** Goal **
Copy out the records below, putting "widest part" wherever "thickest part" appears and leaving everything else unchanged.

** The input **
_____

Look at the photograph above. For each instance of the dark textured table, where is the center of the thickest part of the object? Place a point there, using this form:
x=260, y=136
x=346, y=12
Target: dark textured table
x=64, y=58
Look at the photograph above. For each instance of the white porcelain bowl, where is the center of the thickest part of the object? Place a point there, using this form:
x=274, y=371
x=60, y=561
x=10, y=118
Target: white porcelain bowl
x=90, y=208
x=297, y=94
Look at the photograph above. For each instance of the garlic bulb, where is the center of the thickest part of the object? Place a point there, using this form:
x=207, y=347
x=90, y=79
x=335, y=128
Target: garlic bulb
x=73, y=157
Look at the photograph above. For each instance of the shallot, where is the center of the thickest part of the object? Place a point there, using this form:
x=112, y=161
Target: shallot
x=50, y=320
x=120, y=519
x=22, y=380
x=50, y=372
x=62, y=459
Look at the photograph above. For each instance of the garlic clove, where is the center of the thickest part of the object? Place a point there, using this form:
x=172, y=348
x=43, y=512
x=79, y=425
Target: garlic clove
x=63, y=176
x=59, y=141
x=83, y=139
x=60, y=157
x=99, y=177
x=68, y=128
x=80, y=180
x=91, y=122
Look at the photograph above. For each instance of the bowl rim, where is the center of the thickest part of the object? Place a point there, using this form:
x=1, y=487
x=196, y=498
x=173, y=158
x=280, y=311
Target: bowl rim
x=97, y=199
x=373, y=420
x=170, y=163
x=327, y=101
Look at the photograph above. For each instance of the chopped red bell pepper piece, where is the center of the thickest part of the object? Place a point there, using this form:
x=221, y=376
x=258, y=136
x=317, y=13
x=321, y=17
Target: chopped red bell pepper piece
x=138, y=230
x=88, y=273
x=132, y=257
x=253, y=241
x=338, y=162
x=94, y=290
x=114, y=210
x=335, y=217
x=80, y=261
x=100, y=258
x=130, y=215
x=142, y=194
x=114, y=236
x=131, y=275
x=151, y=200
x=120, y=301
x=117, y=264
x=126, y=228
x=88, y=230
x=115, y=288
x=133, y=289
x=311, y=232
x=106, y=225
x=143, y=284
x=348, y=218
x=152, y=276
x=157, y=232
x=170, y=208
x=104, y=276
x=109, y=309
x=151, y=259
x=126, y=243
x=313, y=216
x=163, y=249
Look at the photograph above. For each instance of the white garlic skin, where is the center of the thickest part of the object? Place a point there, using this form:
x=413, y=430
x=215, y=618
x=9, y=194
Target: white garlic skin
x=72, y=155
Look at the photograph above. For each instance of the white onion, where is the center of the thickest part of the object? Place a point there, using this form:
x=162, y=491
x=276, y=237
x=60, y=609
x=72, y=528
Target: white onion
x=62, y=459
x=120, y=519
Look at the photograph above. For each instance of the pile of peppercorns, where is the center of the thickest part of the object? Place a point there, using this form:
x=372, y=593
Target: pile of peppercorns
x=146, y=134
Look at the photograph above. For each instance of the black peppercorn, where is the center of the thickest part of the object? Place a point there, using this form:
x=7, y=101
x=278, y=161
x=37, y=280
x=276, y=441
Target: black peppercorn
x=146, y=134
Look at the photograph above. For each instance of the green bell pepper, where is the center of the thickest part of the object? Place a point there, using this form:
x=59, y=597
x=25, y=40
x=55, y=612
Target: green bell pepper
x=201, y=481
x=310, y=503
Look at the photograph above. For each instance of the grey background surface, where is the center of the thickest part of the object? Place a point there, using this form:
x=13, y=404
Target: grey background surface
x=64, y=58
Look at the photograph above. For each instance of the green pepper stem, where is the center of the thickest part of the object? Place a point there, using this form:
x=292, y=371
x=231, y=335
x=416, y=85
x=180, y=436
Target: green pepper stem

_____

** Correct output **
Look at the photograph above. For each instance of the dark textured table, where is the center of the widest part of the object? Place a point there, using this form:
x=260, y=136
x=346, y=12
Target: dark textured table
x=64, y=58
Look at the photograph above. For each instance of the white porcelain bowl, where is the center of the widest part of the object? Place a point there, using this form:
x=274, y=371
x=60, y=561
x=10, y=118
Target: white porcelain bowl
x=90, y=208
x=297, y=94
Look at the photograph above. For each instance of the garlic bulb, where is the center of the widest part of the object? Place a point there, using this form:
x=207, y=347
x=90, y=79
x=335, y=128
Target: garlic bulb
x=73, y=157
Look at the photograph above. For each instance of the shallot, where is the center of the widest part of the object? Place a point there, using this form:
x=112, y=161
Target: shallot
x=50, y=320
x=120, y=519
x=22, y=380
x=50, y=372
x=62, y=459
Look at the photograph above. For each instance of the garlic clove, where is the center of the widest part of the object? Place a point there, using this form:
x=172, y=348
x=43, y=512
x=79, y=425
Target: garlic clove
x=63, y=176
x=59, y=141
x=83, y=139
x=60, y=157
x=99, y=177
x=68, y=128
x=80, y=180
x=91, y=122
Look at the photograph above. For each instance of the bowl rim, where is the center of the widest part of the object? Place a point there, using this form:
x=1, y=487
x=196, y=498
x=173, y=158
x=280, y=311
Target: bowl rim
x=97, y=199
x=373, y=420
x=170, y=163
x=327, y=101
Look at the photograph above. For each instance of the chopped red bell pepper piece, where is the center of the widest part of the object? Place a point there, using this form:
x=221, y=376
x=258, y=136
x=317, y=13
x=321, y=17
Target: chopped red bell pepper piece
x=138, y=230
x=88, y=273
x=132, y=257
x=253, y=241
x=338, y=162
x=94, y=290
x=114, y=210
x=335, y=217
x=80, y=261
x=100, y=258
x=130, y=215
x=142, y=194
x=114, y=236
x=131, y=275
x=151, y=200
x=120, y=301
x=117, y=264
x=126, y=228
x=88, y=230
x=115, y=288
x=133, y=289
x=311, y=232
x=106, y=225
x=143, y=284
x=348, y=218
x=152, y=276
x=157, y=232
x=170, y=208
x=104, y=276
x=109, y=309
x=151, y=259
x=126, y=243
x=313, y=216
x=163, y=249
Look at the photograph above. For each instance of the white garlic skin, where is the center of the widest part of the object? Place a point there, using this form:
x=413, y=430
x=215, y=618
x=9, y=194
Target: white garlic skin
x=72, y=155
Look at the photograph above. For each instance of the white onion, where is the center of the widest part of the object? Place a point there, using this form:
x=162, y=491
x=276, y=237
x=60, y=609
x=72, y=528
Target: white onion
x=62, y=459
x=120, y=519
Look at the photograph above. For each instance of the pile of peppercorns, where is the center of the widest part of the object? Place a point there, using this form:
x=372, y=593
Target: pile of peppercorns
x=146, y=134
Look at the photograph above. For each instance of the black peppercorn, where is the center of the widest part of the object? Place a point there, using this form:
x=7, y=101
x=278, y=161
x=37, y=280
x=276, y=441
Target: black peppercorn
x=146, y=134
Look at the photograph above. For each instance of the green bell pepper, where is the center of the widest part of the object? Place a point there, using this form:
x=59, y=597
x=25, y=40
x=55, y=612
Target: green bell pepper
x=201, y=481
x=310, y=503
Look at the photograph above. For each instance of the grey background surface, where is the center of the widest part of the object? Place a point there, using this form:
x=13, y=404
Target: grey background surface
x=64, y=58
Look at the photograph above. For each instance of the green pepper stem, where is the center of the widest part of the object? Place a point there, using this form:
x=292, y=371
x=231, y=335
x=416, y=85
x=180, y=436
Target: green pepper stem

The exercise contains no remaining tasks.